*** RECORDS FOR PROCESSING Section Begins ***

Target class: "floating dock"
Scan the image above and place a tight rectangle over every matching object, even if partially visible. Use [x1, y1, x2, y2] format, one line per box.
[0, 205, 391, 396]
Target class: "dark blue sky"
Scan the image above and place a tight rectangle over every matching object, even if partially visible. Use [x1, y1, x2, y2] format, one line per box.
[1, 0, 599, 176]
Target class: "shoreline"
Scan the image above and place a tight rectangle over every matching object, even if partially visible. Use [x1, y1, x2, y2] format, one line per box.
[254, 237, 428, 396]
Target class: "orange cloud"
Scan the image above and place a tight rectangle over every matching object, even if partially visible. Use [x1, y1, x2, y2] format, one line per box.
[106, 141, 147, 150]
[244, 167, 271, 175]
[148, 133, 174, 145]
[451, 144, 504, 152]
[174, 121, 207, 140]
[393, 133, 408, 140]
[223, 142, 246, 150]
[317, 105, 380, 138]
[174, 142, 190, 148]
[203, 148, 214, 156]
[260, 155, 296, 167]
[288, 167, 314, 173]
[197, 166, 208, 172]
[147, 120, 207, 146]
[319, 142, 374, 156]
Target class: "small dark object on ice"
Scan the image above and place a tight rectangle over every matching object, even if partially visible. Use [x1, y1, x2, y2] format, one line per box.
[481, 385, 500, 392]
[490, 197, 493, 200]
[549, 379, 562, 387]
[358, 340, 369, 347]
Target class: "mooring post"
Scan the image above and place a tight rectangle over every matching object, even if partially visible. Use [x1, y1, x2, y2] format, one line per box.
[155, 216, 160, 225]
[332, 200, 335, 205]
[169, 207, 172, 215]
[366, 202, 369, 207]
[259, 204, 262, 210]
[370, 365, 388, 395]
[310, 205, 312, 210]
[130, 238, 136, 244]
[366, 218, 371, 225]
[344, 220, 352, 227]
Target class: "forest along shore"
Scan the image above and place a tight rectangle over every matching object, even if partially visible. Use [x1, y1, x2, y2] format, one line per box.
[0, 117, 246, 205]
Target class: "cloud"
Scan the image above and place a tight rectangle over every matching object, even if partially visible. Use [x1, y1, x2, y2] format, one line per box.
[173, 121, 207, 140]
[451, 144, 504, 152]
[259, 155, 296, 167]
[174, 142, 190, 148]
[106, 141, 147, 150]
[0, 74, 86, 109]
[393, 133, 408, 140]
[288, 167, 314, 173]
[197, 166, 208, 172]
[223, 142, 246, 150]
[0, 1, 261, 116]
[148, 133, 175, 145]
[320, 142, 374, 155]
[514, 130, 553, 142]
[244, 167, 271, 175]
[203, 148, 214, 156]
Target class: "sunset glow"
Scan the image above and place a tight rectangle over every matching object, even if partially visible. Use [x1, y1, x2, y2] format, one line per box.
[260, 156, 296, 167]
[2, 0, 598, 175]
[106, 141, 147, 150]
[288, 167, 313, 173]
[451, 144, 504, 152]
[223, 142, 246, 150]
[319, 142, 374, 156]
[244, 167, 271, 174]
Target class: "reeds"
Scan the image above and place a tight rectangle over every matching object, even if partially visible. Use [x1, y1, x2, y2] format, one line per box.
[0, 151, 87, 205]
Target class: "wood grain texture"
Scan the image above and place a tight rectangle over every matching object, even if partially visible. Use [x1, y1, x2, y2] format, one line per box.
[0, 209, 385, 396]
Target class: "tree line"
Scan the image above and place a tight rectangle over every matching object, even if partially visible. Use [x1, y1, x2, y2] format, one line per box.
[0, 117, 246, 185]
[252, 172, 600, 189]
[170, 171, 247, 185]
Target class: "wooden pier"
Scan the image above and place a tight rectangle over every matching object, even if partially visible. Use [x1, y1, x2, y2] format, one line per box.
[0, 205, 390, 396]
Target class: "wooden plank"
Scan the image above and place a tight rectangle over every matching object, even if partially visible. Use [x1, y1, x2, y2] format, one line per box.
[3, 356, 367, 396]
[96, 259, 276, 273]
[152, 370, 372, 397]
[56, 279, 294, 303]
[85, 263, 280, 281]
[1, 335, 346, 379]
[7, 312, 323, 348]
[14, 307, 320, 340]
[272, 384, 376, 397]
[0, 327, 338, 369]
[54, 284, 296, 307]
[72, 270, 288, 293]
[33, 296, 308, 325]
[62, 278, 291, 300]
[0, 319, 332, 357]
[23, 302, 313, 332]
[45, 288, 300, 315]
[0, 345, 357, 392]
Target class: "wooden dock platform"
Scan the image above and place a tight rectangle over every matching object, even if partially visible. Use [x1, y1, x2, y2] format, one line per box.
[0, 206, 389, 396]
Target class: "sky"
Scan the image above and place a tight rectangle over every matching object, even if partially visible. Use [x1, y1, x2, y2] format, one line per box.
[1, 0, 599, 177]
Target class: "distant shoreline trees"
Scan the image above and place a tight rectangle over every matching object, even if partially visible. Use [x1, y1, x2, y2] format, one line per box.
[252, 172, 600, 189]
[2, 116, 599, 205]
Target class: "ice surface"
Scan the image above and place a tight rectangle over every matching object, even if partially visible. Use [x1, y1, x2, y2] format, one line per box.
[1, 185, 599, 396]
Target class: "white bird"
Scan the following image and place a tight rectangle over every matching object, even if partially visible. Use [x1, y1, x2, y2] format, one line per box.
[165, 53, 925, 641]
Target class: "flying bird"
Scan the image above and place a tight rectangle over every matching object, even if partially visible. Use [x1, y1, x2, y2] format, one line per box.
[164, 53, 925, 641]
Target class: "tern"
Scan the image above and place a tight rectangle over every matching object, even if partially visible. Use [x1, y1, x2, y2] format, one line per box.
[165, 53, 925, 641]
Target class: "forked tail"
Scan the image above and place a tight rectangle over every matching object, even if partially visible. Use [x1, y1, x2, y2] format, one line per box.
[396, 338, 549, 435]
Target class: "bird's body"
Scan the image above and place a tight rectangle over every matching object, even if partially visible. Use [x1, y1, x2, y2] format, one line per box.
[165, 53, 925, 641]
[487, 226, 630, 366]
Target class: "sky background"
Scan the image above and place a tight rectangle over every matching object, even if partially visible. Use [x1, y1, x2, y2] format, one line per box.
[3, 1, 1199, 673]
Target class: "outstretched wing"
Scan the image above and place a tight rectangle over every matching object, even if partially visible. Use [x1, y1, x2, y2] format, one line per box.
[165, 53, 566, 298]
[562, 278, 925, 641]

*** RECORDS FOR PROCESSING Section Ends ***

**EXERCISE REQUIREMENTS**
How many lines above contain the word "wooden"? Answer with the number alone.

**RESPONSE**
3